**Exercise requirements**
Report how many lines in the data below contain the word "logo". Give only the number.

**Supplied records**
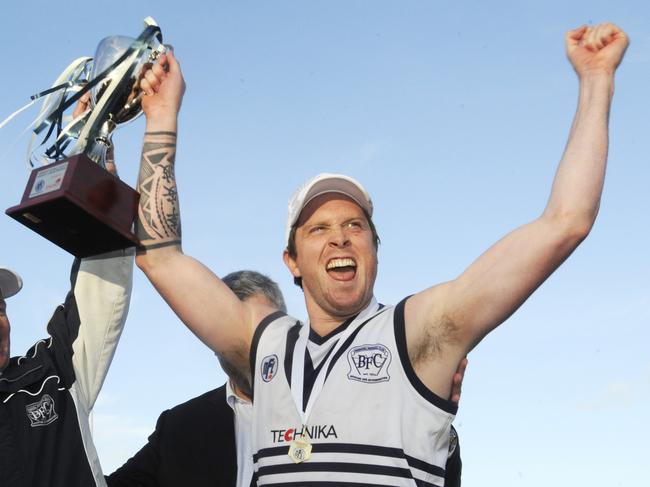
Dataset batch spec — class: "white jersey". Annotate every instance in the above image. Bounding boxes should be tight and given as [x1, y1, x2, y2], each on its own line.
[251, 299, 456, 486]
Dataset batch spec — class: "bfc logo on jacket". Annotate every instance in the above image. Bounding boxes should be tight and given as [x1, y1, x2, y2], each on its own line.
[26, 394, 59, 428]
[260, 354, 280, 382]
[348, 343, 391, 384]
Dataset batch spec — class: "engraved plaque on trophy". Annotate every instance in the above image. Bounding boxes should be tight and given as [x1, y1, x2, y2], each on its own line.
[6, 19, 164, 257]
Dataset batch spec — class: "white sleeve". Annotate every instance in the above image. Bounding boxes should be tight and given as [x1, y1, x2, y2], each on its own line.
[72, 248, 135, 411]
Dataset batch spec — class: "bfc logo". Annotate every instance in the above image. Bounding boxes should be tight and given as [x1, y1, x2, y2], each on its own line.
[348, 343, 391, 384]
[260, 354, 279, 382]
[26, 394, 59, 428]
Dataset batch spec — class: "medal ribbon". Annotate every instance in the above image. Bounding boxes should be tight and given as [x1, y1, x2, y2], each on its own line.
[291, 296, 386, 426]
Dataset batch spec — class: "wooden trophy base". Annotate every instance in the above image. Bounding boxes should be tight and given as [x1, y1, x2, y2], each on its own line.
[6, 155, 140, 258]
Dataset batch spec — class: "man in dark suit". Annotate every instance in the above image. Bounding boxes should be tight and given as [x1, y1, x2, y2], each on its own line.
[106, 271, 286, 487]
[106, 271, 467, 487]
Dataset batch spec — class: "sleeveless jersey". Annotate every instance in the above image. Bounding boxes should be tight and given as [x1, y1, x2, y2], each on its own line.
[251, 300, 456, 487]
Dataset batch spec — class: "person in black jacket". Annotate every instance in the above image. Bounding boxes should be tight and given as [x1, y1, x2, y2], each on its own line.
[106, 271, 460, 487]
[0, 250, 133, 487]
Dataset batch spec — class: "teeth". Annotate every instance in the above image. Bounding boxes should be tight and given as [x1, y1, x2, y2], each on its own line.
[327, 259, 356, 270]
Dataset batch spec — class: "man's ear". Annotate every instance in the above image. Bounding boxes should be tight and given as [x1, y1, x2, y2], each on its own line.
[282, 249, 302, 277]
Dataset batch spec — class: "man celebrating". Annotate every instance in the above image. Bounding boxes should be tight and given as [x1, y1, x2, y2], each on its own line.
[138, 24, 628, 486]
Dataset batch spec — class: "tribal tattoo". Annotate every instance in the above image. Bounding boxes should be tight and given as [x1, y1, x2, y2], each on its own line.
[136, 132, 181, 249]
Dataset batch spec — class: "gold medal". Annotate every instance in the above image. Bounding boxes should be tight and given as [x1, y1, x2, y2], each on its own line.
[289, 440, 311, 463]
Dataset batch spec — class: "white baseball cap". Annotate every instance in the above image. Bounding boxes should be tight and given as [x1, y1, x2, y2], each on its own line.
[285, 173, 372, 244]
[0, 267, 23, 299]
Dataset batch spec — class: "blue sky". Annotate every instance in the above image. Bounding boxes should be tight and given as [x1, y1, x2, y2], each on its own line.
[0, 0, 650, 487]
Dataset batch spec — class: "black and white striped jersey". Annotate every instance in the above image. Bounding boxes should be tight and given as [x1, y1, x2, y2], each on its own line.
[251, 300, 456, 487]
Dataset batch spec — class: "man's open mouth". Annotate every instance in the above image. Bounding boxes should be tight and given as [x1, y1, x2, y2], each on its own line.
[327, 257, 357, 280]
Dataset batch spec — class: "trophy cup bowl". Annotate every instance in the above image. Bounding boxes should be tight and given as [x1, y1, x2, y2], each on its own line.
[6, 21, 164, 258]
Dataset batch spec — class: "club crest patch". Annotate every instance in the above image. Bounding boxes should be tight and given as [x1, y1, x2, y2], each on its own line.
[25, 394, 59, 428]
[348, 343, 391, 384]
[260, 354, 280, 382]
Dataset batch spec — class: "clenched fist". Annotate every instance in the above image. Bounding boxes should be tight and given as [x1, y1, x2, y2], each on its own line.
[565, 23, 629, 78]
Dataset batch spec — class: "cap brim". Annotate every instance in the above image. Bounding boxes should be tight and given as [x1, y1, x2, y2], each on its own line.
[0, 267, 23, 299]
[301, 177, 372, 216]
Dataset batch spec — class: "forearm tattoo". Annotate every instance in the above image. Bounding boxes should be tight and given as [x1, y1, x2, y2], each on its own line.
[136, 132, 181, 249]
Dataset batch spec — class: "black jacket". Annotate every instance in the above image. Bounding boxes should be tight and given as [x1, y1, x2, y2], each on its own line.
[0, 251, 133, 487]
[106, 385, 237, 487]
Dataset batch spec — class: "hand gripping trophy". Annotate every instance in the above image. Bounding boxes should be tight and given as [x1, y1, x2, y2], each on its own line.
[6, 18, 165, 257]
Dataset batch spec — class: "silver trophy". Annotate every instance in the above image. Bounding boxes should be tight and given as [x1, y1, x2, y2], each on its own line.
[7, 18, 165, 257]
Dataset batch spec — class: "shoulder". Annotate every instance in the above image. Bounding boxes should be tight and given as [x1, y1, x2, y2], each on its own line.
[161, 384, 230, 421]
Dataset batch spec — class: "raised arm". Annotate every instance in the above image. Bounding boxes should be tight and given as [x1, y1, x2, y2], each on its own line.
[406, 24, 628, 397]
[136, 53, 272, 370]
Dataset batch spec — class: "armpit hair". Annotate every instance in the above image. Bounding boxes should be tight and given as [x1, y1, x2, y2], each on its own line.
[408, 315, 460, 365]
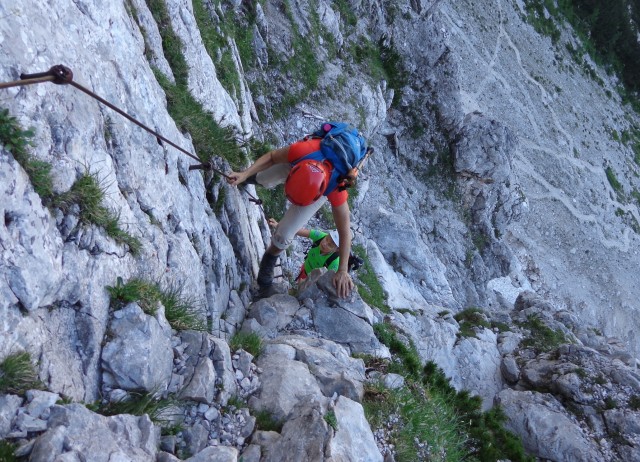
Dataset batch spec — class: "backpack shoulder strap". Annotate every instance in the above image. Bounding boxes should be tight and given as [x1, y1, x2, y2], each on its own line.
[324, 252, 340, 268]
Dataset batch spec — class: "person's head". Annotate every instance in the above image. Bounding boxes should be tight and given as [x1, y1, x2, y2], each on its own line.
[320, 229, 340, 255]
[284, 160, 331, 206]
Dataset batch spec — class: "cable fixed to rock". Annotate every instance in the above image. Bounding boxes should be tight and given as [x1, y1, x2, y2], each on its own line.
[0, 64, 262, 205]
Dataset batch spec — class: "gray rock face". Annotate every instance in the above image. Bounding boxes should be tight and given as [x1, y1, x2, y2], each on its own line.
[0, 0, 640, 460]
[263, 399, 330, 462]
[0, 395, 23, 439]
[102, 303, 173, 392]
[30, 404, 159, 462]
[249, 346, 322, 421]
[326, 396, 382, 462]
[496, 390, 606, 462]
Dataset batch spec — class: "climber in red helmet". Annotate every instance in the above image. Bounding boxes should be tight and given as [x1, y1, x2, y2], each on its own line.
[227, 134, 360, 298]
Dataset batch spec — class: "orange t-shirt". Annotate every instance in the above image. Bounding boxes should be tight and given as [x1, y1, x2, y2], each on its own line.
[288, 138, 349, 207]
==
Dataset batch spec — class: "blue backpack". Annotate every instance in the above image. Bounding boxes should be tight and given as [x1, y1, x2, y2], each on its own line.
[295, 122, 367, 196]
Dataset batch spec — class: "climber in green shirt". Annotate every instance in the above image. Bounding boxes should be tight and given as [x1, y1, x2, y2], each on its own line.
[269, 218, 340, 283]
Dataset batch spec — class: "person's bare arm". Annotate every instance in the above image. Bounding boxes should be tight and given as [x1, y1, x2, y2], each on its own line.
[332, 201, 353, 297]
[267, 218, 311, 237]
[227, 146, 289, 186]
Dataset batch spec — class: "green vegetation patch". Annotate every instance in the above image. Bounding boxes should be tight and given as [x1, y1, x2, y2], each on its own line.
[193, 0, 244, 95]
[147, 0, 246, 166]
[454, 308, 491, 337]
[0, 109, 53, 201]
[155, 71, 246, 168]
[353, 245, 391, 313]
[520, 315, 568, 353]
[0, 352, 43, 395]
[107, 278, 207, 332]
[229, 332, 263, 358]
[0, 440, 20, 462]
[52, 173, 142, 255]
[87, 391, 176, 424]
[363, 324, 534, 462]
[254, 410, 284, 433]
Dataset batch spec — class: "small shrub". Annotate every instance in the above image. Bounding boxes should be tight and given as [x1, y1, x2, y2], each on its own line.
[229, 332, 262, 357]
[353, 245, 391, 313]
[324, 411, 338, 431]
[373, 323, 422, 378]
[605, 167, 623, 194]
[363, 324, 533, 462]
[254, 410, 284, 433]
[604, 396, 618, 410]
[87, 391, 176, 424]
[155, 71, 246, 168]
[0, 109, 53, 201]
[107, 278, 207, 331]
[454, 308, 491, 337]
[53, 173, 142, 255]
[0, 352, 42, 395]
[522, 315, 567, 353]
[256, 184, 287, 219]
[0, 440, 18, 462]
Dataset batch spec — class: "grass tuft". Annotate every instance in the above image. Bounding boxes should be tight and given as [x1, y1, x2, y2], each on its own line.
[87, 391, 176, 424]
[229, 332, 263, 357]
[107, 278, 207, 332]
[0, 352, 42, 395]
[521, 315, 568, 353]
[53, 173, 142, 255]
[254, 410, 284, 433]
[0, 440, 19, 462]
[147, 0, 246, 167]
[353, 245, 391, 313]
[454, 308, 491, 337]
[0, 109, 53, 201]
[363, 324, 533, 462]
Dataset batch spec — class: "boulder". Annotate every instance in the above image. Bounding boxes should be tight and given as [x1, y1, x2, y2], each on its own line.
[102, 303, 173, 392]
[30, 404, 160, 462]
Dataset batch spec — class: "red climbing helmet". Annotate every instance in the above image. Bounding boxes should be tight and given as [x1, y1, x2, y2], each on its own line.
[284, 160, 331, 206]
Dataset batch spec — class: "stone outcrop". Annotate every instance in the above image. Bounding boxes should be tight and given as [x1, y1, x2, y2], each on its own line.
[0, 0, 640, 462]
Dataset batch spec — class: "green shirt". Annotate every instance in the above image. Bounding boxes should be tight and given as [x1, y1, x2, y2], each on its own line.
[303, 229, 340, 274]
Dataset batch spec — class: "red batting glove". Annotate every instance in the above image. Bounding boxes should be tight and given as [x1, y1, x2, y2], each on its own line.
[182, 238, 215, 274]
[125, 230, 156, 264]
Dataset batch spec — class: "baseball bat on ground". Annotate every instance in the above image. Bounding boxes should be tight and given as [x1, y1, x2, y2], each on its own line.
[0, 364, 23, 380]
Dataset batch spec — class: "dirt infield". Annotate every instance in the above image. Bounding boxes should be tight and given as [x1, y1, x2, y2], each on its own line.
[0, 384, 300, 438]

**Final result**
2